**SOURCE EXCERPT**
18

I've been experimenting with the following and have noticed that the branchless “if” defined here (now with &-!! replacing *!!) can speed up certain bottleneck code by as much as (almost) 2x on 64-bit Intel targets with clang:

// Produces x if f is true, else 0 if f is false.
#define  BRANCHLESS_IF(f,x)          ((x) & -((typeof(x))!!(f)))

// Produces x if f is true, else y if f is false.
#define  BRANCHLESS_IF_ELSE(f,x,y)  (((x) & -((typeof(x))!!(f))) | \
                                     ((y) & -((typeof(y)) !(f))))

Note that f should be a reasonably simple expression with no side-effects, so that the compiler is able to do its best optimizations.

Performance is highly dependent on CPU and compiler. The branchless ‘if’ performance is excellent with clang; I haven't found any cases yet where the branchless ‘if/else’ is faster, though.

My question is: are these safe and portable as written (meaning guaranteed to give correct results on all targets), and can they be made faster?

Example usage of branchless if/else

These compute 64-bit minimum and maximum.

inline uint64_t uint64_min(uint64_t a, uint64_t b)
{
  return BRANCHLESS_IF_ELSE((a <= b), a, b);
}

inline uint64_t uint64_max(uint64_t a, uint64_t b)

**SUPPLIED MATERIAL**
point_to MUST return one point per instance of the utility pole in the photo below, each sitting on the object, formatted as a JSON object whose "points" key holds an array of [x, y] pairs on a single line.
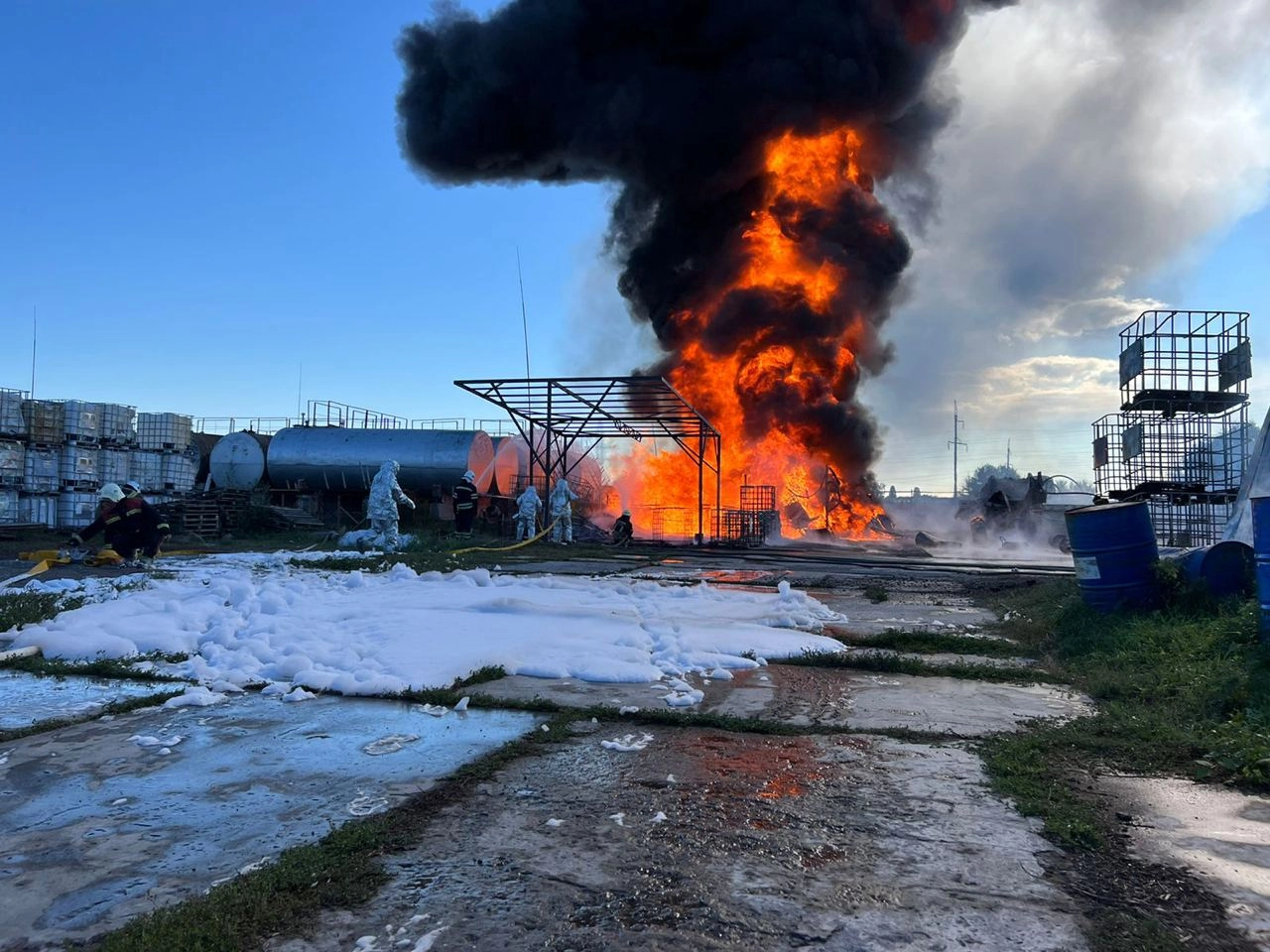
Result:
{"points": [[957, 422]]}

**WRITTEN INSTRUCTION**
Output the post on branchless "if" macros, from start to finish, word for word.

**ANSWER TO THIS PROBLEM**
18

I've been experimenting with the following and have noticed that the branchless “if” defined here (now with &-!! replacing *!!) can speed up certain bottleneck code by as much as (almost) 2x on 64-bit Intel targets with clang:

// Produces x if f is true, else 0 if f is false.
#define  BRANCHLESS_IF(f,x)          ((x) & -((typeof(x))!!(f)))

// Produces x if f is true, else y if f is false.
#define  BRANCHLESS_IF_ELSE(f,x,y)  (((x) & -((typeof(x))!!(f))) | \
                                     ((y) & -((typeof(y)) !(f))))

Note that f should be a reasonably simple expression with no side-effects, so that the compiler is able to do its best optimizations.

Performance is highly dependent on CPU and compiler. The branchless ‘if’ performance is excellent with clang; I haven't found any cases yet where the branchless ‘if/else’ is faster, though.

My question is: are these safe and portable as written (meaning guaranteed to give correct results on all targets), and can they be made faster?

Example usage of branchless if/else

These compute 64-bit minimum and maximum.

inline uint64_t uint64_min(uint64_t a, uint64_t b)
{
  return BRANCHLESS_IF_ELSE((a <= b), a, b);
}

inline uint64_t uint64_max(uint64_t a, uint64_t b)